━━━━━ Given information ━━━━━

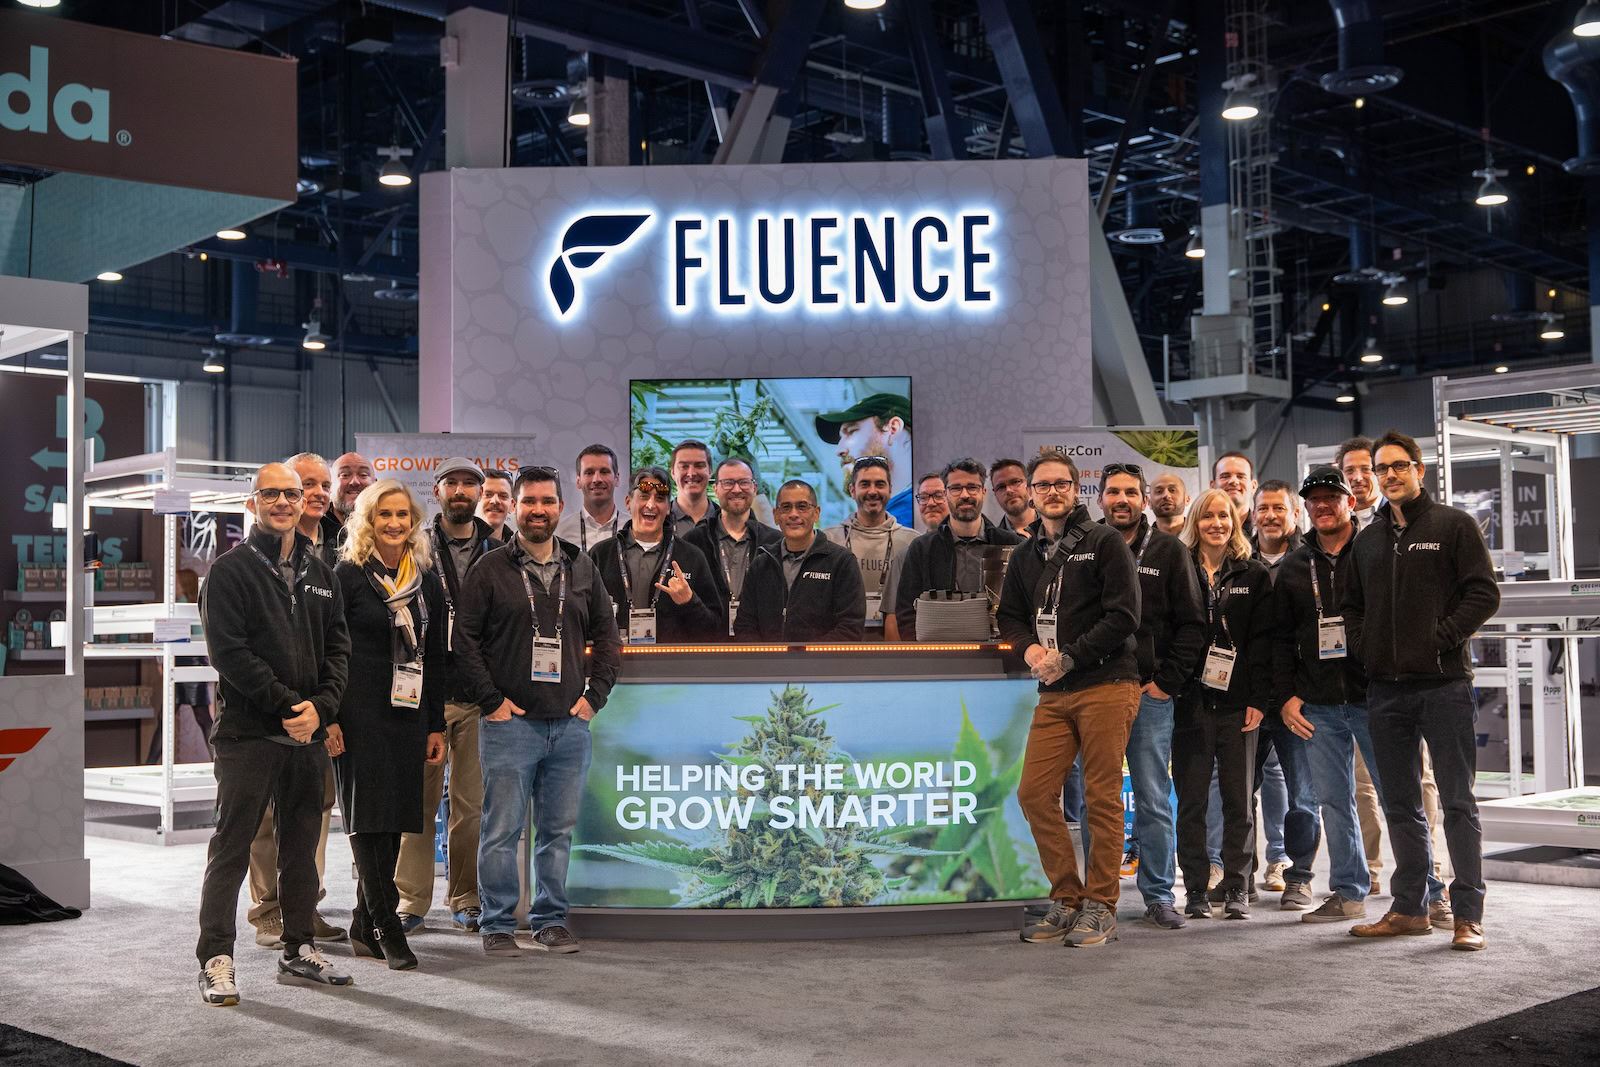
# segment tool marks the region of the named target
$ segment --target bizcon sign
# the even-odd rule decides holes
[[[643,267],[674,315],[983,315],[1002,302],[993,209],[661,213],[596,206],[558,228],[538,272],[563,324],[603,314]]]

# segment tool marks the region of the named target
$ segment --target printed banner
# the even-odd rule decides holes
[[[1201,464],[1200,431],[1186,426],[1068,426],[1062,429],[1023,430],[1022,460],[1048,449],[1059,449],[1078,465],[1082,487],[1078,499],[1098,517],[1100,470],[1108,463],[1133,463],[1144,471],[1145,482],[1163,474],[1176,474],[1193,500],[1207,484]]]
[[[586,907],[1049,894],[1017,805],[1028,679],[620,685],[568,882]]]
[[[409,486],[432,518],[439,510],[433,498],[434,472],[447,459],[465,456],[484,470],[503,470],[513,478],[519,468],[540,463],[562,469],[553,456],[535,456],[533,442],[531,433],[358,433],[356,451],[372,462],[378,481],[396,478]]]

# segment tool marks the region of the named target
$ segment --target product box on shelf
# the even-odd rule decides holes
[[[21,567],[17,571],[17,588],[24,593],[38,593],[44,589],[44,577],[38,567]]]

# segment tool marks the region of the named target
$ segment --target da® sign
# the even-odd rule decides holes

━━━━━
━━━━━ Given information ━━━━━

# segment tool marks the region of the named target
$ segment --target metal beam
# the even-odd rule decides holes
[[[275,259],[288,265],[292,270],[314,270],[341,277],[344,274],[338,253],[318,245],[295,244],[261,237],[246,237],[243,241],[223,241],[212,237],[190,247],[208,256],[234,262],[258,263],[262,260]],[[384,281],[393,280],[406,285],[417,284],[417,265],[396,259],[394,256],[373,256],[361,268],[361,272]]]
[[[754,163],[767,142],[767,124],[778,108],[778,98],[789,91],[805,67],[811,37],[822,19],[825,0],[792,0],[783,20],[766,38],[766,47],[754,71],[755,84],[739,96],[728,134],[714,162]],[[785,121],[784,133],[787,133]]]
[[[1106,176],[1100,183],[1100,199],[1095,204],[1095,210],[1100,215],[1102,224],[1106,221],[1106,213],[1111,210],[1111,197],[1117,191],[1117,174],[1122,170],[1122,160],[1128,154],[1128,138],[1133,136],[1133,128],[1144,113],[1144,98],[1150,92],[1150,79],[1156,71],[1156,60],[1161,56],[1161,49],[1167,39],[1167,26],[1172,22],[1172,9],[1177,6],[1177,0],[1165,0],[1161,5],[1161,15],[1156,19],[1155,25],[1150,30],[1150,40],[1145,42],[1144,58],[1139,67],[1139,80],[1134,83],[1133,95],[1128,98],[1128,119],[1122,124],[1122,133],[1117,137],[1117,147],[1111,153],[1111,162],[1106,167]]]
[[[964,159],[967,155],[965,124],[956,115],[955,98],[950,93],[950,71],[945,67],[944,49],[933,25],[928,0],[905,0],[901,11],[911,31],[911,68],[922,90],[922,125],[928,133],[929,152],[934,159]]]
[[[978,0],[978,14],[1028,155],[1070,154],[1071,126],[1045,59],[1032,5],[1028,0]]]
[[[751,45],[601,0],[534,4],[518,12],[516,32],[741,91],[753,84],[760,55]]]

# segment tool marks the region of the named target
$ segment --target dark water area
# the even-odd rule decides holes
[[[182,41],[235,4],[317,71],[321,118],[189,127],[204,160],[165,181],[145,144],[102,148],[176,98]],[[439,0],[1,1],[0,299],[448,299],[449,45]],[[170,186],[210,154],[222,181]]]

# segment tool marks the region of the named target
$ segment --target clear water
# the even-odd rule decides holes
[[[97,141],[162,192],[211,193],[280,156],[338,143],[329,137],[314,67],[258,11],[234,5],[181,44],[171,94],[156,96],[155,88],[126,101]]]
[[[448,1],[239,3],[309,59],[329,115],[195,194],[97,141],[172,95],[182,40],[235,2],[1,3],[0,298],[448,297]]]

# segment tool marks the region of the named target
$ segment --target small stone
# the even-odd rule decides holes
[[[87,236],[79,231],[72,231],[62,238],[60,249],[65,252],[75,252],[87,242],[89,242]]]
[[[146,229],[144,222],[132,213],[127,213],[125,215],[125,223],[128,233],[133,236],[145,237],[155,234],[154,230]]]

━━━━━
━━━━━ Given information ━━━━━

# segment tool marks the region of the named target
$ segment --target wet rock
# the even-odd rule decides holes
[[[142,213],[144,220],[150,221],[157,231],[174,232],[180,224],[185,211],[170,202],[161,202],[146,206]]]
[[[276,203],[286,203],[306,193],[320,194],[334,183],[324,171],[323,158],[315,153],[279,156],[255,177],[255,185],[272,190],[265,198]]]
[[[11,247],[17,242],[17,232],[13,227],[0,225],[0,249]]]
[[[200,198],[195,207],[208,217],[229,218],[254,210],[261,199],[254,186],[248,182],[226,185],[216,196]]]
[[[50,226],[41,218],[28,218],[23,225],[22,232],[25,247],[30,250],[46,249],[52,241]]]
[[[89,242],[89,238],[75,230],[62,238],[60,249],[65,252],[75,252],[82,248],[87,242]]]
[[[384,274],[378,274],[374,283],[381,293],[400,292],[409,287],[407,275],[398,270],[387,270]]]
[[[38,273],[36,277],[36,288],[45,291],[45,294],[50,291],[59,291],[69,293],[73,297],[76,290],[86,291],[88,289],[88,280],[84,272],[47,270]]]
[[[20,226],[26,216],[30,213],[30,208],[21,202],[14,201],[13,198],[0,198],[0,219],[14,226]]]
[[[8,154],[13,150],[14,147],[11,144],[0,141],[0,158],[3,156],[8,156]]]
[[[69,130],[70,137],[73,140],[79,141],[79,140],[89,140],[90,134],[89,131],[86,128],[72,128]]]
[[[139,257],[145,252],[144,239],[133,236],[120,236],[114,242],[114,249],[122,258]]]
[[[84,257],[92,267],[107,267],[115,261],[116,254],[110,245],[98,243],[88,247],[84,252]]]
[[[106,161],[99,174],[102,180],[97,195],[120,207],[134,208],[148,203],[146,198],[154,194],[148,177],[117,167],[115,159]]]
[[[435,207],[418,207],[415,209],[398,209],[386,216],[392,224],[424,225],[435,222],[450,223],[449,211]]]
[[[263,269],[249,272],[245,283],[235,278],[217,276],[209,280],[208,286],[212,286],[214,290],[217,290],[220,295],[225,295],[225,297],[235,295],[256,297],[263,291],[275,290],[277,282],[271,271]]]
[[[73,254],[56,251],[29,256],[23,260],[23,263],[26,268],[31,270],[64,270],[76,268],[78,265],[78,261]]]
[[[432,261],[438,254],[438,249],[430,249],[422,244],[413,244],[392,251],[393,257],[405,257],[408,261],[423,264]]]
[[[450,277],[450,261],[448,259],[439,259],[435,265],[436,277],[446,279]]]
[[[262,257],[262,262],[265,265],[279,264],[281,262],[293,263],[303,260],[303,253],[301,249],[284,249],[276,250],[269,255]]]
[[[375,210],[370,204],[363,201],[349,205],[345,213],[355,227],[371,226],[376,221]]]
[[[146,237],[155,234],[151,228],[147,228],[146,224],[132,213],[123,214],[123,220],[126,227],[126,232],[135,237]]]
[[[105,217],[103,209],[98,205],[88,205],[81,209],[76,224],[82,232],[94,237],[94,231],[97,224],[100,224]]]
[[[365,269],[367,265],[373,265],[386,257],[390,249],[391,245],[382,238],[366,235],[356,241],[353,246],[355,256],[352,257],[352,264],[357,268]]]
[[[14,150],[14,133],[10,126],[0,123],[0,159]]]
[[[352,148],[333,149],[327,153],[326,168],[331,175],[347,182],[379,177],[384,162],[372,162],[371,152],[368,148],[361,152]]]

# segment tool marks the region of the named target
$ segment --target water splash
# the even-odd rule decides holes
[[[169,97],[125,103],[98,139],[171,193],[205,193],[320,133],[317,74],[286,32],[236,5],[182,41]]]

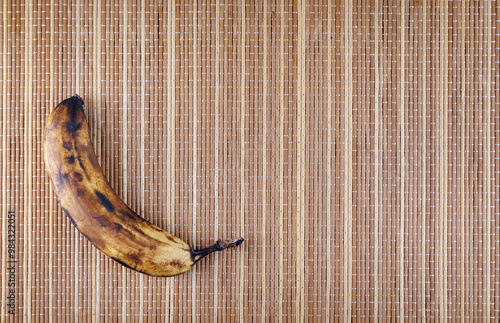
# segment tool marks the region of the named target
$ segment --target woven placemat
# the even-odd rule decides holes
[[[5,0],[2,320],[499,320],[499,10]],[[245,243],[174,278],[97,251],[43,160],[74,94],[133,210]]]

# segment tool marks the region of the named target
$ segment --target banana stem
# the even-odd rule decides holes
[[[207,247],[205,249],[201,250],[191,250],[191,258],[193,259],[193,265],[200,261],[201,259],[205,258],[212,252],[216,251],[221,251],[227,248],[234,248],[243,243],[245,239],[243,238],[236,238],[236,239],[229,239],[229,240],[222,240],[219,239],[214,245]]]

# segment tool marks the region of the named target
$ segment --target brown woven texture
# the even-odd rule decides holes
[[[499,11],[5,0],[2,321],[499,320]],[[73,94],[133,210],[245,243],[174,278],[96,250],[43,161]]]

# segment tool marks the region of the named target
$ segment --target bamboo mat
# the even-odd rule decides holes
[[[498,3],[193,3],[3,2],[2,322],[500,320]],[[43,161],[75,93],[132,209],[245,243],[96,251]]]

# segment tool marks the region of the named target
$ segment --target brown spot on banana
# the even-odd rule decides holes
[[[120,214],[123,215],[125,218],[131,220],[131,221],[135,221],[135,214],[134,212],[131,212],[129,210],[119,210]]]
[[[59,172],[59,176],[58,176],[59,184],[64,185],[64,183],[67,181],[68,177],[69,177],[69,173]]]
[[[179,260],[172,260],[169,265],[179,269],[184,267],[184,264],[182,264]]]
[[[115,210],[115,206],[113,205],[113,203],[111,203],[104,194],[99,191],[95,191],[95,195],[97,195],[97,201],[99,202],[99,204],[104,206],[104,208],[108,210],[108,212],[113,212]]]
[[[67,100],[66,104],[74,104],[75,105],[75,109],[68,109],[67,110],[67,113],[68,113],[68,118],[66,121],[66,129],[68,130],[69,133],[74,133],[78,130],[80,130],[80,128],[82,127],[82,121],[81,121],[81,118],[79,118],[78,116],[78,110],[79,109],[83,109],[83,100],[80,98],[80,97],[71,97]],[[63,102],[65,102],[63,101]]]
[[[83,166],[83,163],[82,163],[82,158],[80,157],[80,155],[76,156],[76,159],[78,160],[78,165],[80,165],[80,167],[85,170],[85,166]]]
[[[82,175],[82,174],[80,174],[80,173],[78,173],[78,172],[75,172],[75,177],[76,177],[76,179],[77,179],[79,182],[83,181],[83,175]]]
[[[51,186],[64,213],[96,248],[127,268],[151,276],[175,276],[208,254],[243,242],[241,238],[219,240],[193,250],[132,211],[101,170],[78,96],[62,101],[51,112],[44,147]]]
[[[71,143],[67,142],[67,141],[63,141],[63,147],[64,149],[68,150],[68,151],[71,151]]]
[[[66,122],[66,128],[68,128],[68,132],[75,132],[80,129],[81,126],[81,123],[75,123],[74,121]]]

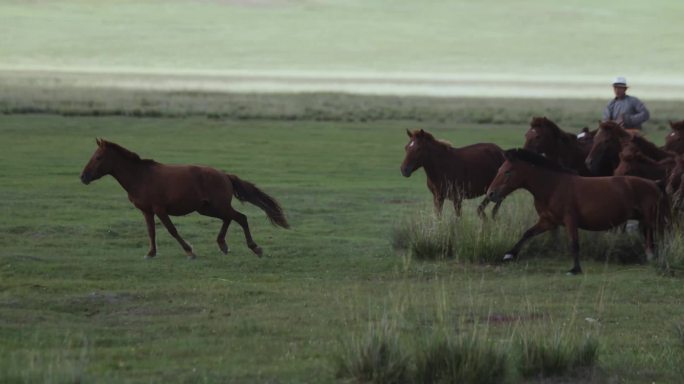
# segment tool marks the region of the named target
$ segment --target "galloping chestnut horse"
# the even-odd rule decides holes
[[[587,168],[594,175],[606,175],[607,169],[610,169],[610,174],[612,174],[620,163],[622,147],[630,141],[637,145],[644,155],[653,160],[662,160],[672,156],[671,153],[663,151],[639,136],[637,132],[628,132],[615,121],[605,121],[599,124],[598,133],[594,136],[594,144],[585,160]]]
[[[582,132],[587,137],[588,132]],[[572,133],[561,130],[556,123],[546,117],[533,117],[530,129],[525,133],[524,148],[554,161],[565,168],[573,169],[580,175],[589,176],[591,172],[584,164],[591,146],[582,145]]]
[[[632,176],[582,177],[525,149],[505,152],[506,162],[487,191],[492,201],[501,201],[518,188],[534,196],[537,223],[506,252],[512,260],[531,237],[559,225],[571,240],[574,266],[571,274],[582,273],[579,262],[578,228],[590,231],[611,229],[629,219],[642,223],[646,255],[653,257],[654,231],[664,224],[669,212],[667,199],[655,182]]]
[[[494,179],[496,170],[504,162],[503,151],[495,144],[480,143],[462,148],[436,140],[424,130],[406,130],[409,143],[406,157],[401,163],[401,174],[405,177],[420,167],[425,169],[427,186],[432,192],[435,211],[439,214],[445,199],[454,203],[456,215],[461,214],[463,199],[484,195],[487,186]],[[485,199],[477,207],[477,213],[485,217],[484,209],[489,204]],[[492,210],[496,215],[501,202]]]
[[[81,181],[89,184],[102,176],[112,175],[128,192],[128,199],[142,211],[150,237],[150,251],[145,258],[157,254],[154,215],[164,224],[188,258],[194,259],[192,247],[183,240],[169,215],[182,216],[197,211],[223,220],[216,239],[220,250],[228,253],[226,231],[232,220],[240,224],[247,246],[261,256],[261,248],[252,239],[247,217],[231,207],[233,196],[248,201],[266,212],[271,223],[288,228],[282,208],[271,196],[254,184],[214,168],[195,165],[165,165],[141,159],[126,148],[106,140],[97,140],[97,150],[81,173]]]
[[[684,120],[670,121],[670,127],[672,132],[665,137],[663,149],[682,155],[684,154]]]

━━━━━

**To do**
Wherever the word "banana" appears in a line of the data, copy that line.

**Answer for this exercise**
$ segment --target banana stem
$ segment --target brown spot on banana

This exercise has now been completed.